#### [WORK INSTRUCTIONS]
Gather each line of the items below that contains the string "every", treating uppercase and lowercase as different.

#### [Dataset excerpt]
******************************
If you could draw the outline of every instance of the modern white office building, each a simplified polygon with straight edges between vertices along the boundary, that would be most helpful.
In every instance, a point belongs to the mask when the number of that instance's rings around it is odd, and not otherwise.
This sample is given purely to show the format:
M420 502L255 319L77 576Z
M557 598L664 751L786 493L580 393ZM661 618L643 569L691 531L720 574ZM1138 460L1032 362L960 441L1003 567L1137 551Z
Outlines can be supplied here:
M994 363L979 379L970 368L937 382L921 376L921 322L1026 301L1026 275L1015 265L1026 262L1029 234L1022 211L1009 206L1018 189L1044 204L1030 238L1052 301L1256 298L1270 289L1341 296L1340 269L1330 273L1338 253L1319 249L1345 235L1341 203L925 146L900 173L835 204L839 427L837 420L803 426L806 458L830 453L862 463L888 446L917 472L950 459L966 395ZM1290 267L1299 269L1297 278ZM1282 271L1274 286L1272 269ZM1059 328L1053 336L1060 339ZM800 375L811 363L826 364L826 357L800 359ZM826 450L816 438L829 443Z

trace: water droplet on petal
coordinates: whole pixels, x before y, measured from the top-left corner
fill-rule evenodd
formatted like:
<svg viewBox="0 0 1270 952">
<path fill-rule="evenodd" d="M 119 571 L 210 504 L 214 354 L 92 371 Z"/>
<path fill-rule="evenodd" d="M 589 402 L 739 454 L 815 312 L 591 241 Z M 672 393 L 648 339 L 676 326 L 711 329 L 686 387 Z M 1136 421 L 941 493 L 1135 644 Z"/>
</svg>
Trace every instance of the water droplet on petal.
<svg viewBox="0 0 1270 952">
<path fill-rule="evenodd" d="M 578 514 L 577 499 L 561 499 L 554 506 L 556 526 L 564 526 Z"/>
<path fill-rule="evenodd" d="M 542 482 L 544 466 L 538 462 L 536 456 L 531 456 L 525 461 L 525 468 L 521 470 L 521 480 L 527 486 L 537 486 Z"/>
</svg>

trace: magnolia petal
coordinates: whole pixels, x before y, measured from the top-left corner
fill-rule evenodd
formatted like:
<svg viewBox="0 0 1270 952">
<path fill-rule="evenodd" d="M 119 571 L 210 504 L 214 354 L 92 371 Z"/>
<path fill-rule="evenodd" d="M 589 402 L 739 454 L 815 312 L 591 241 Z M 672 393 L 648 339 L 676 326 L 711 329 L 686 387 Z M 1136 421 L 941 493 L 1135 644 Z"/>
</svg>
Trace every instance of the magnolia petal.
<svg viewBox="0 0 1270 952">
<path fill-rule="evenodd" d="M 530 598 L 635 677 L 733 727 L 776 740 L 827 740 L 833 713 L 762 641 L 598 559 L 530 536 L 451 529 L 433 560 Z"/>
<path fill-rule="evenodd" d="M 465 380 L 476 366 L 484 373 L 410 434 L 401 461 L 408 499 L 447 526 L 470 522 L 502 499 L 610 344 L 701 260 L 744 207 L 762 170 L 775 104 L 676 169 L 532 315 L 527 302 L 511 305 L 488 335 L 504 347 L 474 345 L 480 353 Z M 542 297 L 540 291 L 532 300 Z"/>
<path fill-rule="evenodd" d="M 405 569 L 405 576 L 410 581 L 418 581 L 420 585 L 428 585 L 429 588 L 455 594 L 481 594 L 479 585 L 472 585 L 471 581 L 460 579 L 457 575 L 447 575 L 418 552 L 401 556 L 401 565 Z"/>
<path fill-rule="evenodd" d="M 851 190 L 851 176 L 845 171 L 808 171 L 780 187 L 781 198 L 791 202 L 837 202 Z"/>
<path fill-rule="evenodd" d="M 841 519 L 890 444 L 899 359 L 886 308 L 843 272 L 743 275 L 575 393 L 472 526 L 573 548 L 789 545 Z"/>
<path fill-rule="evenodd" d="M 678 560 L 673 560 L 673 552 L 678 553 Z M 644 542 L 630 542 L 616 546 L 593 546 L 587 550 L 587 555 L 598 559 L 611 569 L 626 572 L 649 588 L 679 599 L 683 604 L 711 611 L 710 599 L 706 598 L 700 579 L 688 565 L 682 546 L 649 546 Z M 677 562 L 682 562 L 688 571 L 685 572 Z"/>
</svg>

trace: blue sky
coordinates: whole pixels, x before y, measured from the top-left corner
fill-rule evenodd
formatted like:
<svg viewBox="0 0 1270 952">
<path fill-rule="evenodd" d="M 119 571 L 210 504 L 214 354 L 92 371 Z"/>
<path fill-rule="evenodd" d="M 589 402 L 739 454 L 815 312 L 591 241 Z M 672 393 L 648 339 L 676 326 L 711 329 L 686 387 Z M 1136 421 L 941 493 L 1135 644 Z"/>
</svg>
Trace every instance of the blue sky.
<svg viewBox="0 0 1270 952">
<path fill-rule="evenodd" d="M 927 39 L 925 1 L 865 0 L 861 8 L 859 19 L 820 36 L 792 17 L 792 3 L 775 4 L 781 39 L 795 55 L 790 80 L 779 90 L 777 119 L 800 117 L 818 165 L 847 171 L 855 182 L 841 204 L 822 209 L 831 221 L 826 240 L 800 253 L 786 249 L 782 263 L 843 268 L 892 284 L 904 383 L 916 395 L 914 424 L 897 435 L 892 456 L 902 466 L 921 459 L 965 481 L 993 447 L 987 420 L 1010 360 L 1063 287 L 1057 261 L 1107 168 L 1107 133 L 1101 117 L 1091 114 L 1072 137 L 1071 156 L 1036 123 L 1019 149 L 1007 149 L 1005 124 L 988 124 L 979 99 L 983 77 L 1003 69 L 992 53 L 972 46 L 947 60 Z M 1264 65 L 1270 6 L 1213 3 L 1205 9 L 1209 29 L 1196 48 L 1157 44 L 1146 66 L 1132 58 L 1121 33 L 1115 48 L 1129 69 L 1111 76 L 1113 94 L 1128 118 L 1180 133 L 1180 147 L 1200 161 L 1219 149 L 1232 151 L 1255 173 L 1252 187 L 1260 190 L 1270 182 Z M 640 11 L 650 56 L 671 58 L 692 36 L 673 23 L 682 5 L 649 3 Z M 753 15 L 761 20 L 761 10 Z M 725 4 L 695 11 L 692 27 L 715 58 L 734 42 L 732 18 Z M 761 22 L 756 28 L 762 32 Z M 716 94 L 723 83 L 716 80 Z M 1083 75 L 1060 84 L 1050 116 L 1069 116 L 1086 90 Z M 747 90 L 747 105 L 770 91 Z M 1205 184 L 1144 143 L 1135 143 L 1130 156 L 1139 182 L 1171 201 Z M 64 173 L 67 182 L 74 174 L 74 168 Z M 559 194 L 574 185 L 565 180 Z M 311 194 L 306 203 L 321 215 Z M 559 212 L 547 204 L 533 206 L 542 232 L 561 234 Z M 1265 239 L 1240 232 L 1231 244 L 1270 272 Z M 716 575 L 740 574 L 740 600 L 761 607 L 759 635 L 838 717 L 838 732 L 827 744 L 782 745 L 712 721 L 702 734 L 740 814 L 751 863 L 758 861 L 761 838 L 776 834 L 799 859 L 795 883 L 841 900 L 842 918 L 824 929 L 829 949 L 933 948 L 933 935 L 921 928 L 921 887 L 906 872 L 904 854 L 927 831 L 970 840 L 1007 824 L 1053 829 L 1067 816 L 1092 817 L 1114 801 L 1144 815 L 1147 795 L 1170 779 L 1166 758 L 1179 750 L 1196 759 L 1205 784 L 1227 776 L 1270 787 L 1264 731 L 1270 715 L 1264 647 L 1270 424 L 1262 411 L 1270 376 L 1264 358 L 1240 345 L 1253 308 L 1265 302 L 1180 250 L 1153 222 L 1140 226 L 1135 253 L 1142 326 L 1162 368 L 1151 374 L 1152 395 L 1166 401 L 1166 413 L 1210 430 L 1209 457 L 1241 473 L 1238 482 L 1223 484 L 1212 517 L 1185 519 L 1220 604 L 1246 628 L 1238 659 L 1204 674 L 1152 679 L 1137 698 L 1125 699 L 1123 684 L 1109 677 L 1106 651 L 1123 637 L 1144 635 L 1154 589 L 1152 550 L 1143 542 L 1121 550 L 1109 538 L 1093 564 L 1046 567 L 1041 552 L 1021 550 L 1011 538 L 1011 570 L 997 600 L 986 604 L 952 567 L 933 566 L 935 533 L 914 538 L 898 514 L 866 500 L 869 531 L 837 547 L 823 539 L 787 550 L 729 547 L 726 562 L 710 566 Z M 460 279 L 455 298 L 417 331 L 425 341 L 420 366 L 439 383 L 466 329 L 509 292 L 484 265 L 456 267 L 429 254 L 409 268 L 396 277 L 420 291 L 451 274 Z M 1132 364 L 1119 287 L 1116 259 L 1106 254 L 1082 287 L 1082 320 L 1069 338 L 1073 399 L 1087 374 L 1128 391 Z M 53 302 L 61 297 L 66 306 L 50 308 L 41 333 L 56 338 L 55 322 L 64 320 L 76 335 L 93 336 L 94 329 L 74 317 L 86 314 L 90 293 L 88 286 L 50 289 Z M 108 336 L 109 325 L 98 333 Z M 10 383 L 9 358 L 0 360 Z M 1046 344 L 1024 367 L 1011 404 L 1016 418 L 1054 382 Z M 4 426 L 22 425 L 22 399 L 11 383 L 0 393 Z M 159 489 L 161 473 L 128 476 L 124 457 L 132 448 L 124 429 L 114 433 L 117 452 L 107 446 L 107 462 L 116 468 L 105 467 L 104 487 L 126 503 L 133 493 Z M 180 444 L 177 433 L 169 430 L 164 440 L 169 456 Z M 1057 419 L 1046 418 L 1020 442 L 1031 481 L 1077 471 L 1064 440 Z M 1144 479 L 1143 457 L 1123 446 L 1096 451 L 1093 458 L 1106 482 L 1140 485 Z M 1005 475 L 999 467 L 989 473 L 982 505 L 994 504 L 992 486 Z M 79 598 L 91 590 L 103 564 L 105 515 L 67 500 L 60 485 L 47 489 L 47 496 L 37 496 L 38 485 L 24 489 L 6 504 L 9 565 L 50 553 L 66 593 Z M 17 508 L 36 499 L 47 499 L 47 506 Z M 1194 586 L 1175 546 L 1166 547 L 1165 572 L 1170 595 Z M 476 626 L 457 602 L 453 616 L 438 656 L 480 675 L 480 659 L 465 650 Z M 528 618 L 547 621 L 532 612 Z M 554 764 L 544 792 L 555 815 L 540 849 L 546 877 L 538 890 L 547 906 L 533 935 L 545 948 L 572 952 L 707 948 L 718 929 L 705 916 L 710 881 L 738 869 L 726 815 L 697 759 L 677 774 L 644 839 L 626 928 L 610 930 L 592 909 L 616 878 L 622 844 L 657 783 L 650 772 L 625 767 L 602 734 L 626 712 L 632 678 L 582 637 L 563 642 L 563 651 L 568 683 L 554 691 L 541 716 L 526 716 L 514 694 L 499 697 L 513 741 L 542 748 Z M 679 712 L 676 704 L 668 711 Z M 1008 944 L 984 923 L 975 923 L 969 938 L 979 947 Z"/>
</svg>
******************************
#### [SOLUTION TO THE EXERCISE]
If you could draw the outline of every instance of the modern white office building, each a simplified polygon with straight edges between vertices along the boundary, that would be most helpful.
In every instance, a point belongs to the mask when the number of that instance's rings around it is odd, and not otherwise.
Trace every instance of the water droplet on petal.
Trace every instance of the magnolia petal.
Trace every instance of the blue sky.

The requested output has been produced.